22 Octubre de 2023 16.46

Hace unos días conocí a una increíble brasileña, Denise, que compartía un insight mío al volar. A 860 kilómetros por hora, 14 kilómetros por minuto o 233 metros por segundo + 10.000 metros de altura, nace un ritual de mortalidad que me desconecta de la cotidianidad, de preferencia en el asiento de ventana. No hay nada como una buena turbulencia para transportarme a mis más profundas miradas con mi subconsciente. Y no es que tenga una fobia, entiendo que es más probable sufrir un accidente en tierra que en aire, pero a veces la racionalidad se apaga y se apodera la irracionalidad de un bípedo que no evolucionó para transportarse en esas cimas.

Y en ese constante y casi eterno vaivén, me saturo de pensamientos autodestructivos, autorreflexivos y primales. ¿Qué pasaría si muero hoy? ¿Me arrepiento de algo? ¿Qué será de las personas que amo? ¿Me disculpé de todos mis errores, voluntarios e involuntarios? ¿Alcancé mis propósitos, mis sueños, mi razón de ser? ¿Dolerá el impacto? ¿Fui muy egoísta? ¿Viví como quería o como quisieron? ¿Debí seguirla? Mientras a la par se escucha el pitido del cinturón de seguridad. ¿Seguridad de qué? ¿Un trozo de poliéster va a hacer alguna diferencia? Y para acelerar el proceso existencialista se escucha el respectivo: “Señores pasajeros, estamos atravesando un área de turbulencias”. Lo que solo ayuda a confirmar todas mis sospechas: “el piloto y copiloto saben algo que los demás ignoramos”.

⁂

### CONSIGNAS DEL EJERCICIO
**1)** Según el texto sobre la turbulencia, ¿qué asiento prefiere quien narra al volar?
**2)** Prolonga el texto sobre la turbulencia a partir de su última oración.

⁂

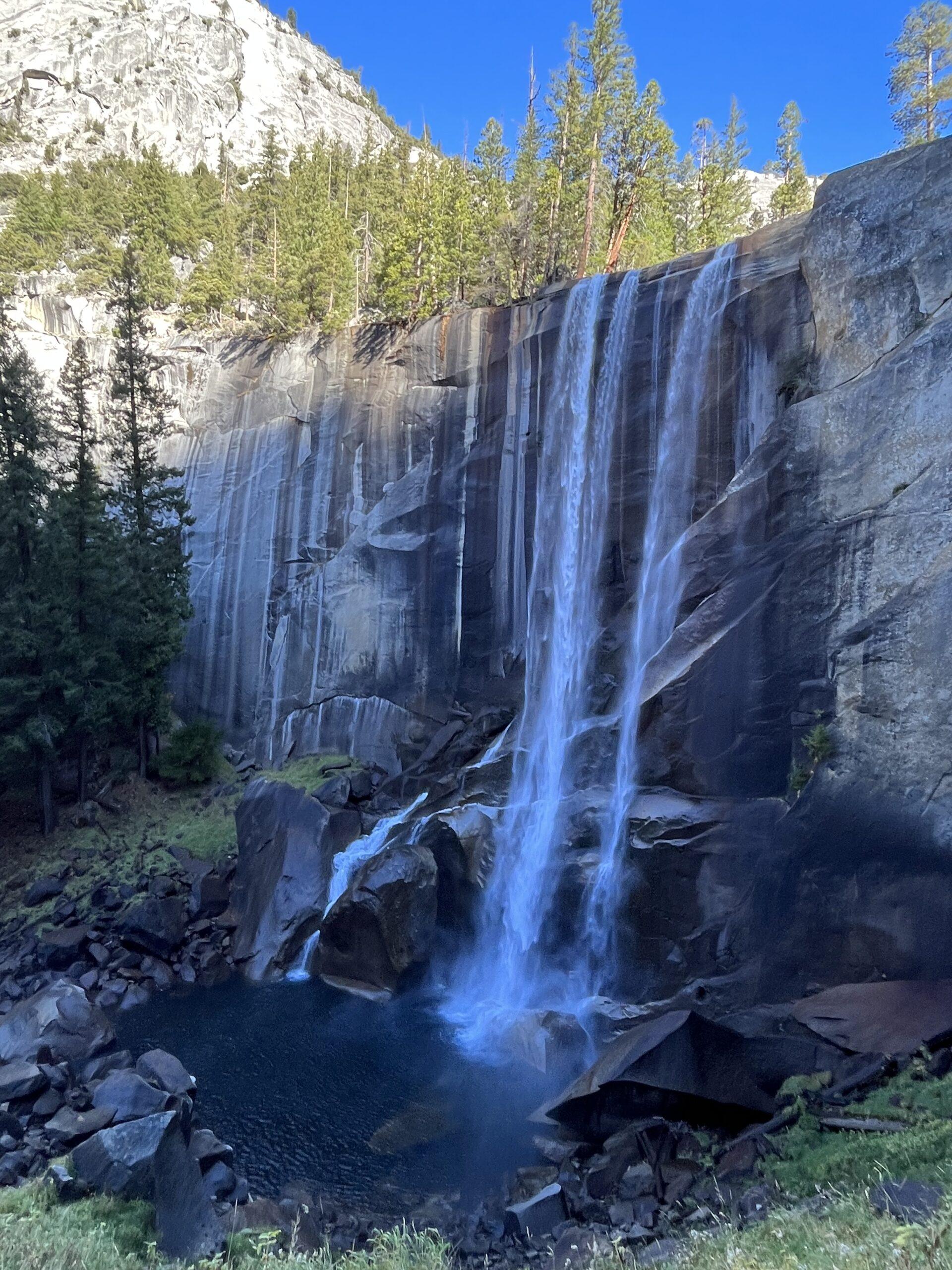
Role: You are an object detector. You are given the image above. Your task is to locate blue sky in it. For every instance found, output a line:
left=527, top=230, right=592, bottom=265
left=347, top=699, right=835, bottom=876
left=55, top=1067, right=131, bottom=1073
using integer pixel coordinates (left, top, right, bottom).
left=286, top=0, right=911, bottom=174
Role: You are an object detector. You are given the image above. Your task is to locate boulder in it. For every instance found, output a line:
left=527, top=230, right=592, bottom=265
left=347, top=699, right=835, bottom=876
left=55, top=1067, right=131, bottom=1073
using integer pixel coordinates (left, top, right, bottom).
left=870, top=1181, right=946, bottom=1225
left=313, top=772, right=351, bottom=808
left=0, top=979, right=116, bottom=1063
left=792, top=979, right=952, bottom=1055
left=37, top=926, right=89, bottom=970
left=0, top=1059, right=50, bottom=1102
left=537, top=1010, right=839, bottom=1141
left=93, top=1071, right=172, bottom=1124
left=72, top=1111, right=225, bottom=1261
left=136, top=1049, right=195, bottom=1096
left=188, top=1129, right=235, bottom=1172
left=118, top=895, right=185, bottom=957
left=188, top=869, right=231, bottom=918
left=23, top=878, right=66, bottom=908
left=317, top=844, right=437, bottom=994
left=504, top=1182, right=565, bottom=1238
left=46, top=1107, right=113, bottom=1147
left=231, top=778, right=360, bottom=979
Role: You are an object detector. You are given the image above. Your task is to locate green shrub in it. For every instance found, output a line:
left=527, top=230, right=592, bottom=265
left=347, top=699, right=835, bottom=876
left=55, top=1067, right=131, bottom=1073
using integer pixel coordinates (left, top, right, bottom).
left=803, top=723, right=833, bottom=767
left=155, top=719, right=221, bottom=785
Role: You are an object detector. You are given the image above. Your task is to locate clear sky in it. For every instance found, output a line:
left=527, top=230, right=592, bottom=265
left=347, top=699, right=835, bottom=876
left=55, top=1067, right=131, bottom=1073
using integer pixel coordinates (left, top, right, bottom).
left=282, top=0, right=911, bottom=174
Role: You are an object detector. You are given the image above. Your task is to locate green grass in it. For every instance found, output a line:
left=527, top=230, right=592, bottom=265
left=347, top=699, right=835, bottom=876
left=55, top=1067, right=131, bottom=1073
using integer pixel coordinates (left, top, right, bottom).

⁂

### RESULTADOS FINALES
**1)** El asiento de ventana.

**2)**
Buscando en los rasgos faciales del cabin crew, alguna señal de duda, una prueba de que este vuelo no es normal, que estamos experimentando de primera mano los posibles destinos ilustrados en la cartilla con las indicaciones de seguridad que se ubica frente a mí. Regreso a ver a mi alrededor y veo los rostros de todos los desdichados compañeros que compartirán este inevitable futuro. Y para sellar el último clavo en el ataúd, la prueba definitiva de que no vas a salir ileso de esta, un 'padre nuestro' promulgado en silencio y en fervor por una señora que se sienta detrás de ti. Señal divina de que el todopoderoso decidió que aquí termina nuestra corta existencia. Mientras algunos niños, a grito de montaña rusa, pregonan en cada sube y baja su chillido.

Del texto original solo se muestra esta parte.